### [SELECTION]
Sowing Seeds: Allegory-Gone-Wild in the Parables

Sowing Seeds: Allegory-Gone-Wild in the Parables July 12, 2020

Sowing the Seed
Sowing the Seed / Image by Holger Schué from Pixabay

Sowing Seeds of deeper understanding, this post is all about understanding the parables of Jesus and how they evolved in the Gospel traditions and beyond.

In this Sunday’s Gospel we delve into parables in “Matthew,” specifically, a parable concerning sowing and a teaching on hearing and interpreting (Matthew 13:1-23). The author called “Matthew” interprets Jesus’ parable (13:18-23). According to this unknown, anonymous evangelist, “the seed” is Jesus’ proclaimed theocracy (kingdom of sky vault). But ultimately, Israelites must do more than simply hear Jesus’ word—they must also respond and change. Therefore, actions must accompany beliefs.

### [GIVEN TASK A]
Duplicate the entries below, everything from the line containing "Exercise. Locate the black shorts" down to the end of the entries, both ends included. Leave the pictures out.

### [LISTED RECORDS]
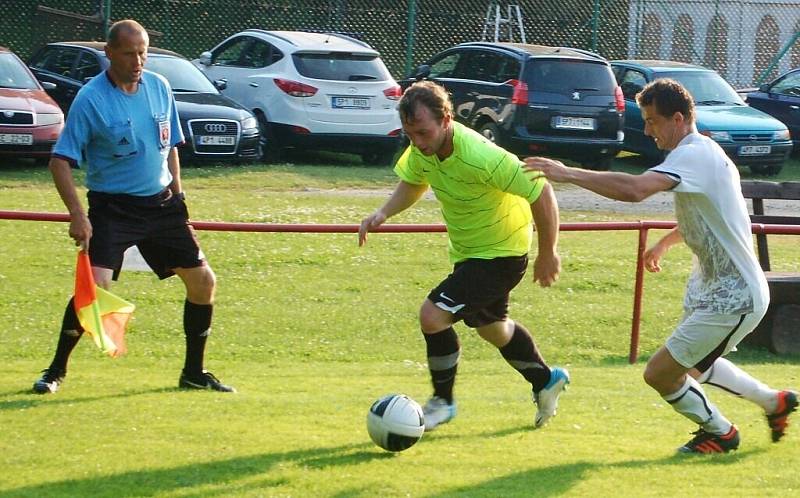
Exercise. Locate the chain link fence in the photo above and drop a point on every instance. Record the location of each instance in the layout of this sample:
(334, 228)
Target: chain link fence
(746, 41)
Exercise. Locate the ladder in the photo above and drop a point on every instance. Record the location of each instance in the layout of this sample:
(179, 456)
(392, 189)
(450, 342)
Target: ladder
(495, 20)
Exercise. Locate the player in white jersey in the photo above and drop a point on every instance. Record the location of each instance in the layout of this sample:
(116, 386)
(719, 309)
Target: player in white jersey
(727, 293)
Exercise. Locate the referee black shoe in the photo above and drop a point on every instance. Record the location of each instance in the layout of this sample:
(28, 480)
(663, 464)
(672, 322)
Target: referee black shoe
(206, 380)
(49, 382)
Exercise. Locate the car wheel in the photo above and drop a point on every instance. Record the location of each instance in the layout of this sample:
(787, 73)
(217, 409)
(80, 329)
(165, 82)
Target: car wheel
(602, 163)
(378, 158)
(491, 132)
(766, 169)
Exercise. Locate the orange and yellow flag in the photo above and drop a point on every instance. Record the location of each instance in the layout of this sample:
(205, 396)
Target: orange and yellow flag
(101, 313)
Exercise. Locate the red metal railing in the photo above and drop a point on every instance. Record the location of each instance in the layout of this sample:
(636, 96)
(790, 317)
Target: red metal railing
(641, 226)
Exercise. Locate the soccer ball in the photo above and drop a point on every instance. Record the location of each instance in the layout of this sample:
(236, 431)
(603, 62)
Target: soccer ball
(395, 422)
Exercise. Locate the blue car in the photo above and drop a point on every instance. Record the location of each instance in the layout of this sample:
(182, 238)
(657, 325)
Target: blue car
(781, 100)
(749, 136)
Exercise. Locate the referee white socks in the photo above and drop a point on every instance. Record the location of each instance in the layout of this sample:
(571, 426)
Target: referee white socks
(691, 402)
(727, 376)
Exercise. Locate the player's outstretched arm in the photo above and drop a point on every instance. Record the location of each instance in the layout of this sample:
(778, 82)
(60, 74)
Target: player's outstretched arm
(611, 184)
(547, 264)
(80, 229)
(404, 196)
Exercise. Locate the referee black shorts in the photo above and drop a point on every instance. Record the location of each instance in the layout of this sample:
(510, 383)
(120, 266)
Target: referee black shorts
(158, 225)
(477, 291)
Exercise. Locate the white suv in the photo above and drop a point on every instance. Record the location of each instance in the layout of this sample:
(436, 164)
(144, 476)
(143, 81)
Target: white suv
(321, 91)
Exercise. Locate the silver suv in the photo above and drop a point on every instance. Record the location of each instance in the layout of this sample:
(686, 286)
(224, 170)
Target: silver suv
(322, 91)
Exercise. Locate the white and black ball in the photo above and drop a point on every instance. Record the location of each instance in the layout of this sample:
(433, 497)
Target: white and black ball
(395, 422)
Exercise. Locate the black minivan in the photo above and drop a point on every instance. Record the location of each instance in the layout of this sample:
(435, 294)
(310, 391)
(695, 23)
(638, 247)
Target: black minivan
(533, 99)
(215, 127)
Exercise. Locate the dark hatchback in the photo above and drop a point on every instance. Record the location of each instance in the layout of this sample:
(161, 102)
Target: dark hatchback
(216, 128)
(781, 100)
(533, 99)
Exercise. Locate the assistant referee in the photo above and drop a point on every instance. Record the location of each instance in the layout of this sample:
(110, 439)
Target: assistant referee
(123, 129)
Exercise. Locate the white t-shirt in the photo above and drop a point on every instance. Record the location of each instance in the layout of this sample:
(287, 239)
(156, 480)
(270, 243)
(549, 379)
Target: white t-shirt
(714, 222)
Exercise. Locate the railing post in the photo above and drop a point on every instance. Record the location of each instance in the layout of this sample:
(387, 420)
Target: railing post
(638, 292)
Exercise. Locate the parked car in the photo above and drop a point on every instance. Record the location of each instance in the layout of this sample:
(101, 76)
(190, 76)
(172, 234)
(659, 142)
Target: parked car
(533, 99)
(781, 100)
(216, 128)
(322, 91)
(749, 136)
(30, 121)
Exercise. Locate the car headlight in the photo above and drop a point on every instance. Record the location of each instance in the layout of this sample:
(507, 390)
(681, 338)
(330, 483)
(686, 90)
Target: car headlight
(717, 136)
(782, 135)
(249, 123)
(47, 119)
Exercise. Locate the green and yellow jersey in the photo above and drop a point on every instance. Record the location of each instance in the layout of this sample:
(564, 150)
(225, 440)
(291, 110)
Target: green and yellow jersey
(484, 192)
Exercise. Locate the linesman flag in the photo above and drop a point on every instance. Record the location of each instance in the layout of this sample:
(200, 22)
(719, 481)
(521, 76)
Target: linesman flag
(101, 313)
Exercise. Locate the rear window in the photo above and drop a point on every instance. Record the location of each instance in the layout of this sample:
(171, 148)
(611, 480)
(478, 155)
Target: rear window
(341, 67)
(566, 76)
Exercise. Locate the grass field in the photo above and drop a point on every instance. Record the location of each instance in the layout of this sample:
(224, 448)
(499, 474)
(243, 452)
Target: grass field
(311, 329)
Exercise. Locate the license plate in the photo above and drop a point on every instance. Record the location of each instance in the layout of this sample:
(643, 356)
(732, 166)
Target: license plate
(215, 140)
(754, 150)
(349, 103)
(571, 123)
(16, 139)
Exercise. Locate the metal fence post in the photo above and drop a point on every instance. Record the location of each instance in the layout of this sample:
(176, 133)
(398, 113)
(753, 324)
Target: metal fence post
(776, 60)
(595, 24)
(105, 9)
(410, 32)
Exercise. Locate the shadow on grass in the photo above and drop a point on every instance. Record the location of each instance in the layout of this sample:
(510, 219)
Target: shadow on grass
(31, 399)
(559, 479)
(188, 480)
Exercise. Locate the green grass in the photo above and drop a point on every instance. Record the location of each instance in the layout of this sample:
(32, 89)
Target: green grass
(311, 329)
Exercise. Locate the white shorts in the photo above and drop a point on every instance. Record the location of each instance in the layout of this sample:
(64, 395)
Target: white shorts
(702, 337)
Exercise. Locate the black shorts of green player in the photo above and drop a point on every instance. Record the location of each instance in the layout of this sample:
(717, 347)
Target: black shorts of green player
(477, 291)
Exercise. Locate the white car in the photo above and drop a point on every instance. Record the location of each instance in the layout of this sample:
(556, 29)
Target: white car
(321, 91)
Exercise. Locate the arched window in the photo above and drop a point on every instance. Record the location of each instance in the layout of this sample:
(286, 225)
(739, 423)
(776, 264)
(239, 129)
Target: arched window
(766, 48)
(716, 56)
(650, 40)
(682, 39)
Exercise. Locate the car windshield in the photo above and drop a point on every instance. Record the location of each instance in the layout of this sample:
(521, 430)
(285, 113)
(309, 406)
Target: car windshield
(567, 76)
(706, 87)
(341, 67)
(14, 75)
(182, 75)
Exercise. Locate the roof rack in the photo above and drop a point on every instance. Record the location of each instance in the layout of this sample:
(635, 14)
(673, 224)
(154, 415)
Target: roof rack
(271, 33)
(587, 53)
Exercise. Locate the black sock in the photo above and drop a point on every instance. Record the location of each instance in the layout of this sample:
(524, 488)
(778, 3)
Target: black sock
(196, 326)
(522, 354)
(71, 332)
(443, 351)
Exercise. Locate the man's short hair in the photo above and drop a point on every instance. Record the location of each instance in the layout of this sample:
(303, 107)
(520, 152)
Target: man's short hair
(125, 26)
(428, 94)
(669, 97)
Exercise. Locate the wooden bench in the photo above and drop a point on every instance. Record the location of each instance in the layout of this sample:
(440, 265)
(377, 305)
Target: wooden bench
(780, 329)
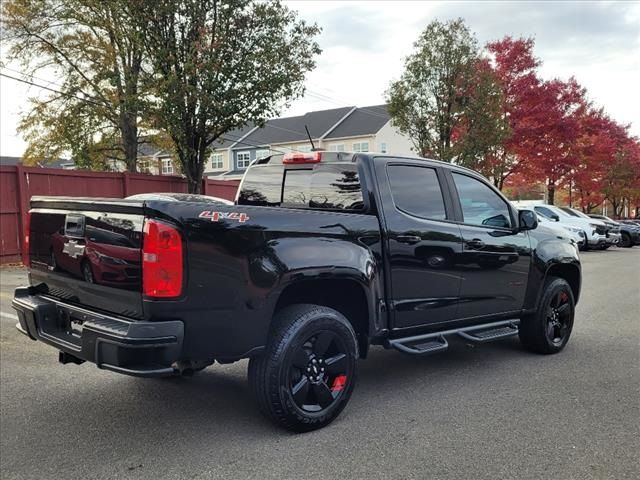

### [GIVEN TASK B]
Go on with the post about the parables of Jesus above, starting where it stops.

### [RESPONSE A]
Exercise. Locate the black shorts of green player in the photo above and drop a point on every instance. Record the location of each instance in the layout of this sample:
(717, 347)
Target: black shorts of green player
(477, 291)
Exercise. Locate the white car in the photo above and drop a point on every instance. Record the location of each instance in the layout of this sample:
(556, 29)
Target: white car
(321, 91)
Exercise. Locate the arched window in the photo above and drop a point on every instance. Record the location of each instance in the layout of this sample:
(286, 225)
(739, 423)
(776, 264)
(239, 129)
Target: arched window
(766, 48)
(716, 56)
(650, 40)
(682, 39)
Exercise. Locate the car windshield in the photo above and drop a point on every instance. Record the location of each instance in the layout of this sample:
(521, 430)
(285, 113)
(309, 406)
Target: car windshield
(567, 76)
(706, 87)
(341, 67)
(14, 75)
(182, 75)
Exercise. Locate the roof rack in the photo above and drop a point on every instance. Record the location of each instance in the layout of this sample:
(635, 14)
(673, 224)
(154, 415)
Target: roof rack
(271, 33)
(587, 53)
Exercise. Locate the black sock in the photo above and drop a point on every instance. Record the location of each instance in the layout of this sample:
(524, 488)
(778, 3)
Target: black sock
(196, 326)
(522, 354)
(71, 332)
(443, 351)
Exercise. Locate the man's short hair in the photo above and drop a point on every instance. Record the location of each instance in the layout of this sample:
(303, 107)
(520, 152)
Target: man's short hair
(125, 26)
(428, 94)
(669, 97)
Exercise. Locate the wooden bench in the photo above and drop a point on every instance. Record the location of each instance in the layout of this sample:
(440, 265)
(377, 305)
Target: wooden bench
(780, 329)

### [RESPONSE B]
Jesus taught in special stories called parables. A very wise and happy wanderer once taught me something sublime and life-changing: “the shortest distance between truth and a human being is a story.” The prepaschal Jesus understood this wisdom very well. Therefore, the folk healer Jesus was also a master storyteller.

Sowing Seeds into Parables & Allegories

Going by Context Group scholar Richard Rohrbaugh, we can define parables thus—


Metaphors or similes drawn from nature or common life, sometimes exaggerated to catch attention. Parables usually have one big point or punchline, the meaning of the story.

But it is important to recognize that parables are not allegories!


A story that can be interpreted to reveal a hidden meaning, typically a moral or political one. In allegories, every detail can mean something else.

Parables ≠ Allegories!

Why is this distinction important? Since the very beginning of the Body of Christ, believers have been turning Jesus’ parables into allegories. That’s already happened in today’s Gospel reading. Imagine that Jesus told his original (lost) version of the Sower story sometime in the late 20s CE. Contrast that with when “Matthew” spun it into today’s inspired Gospel in the 80s CE. In between, some significant changes went down!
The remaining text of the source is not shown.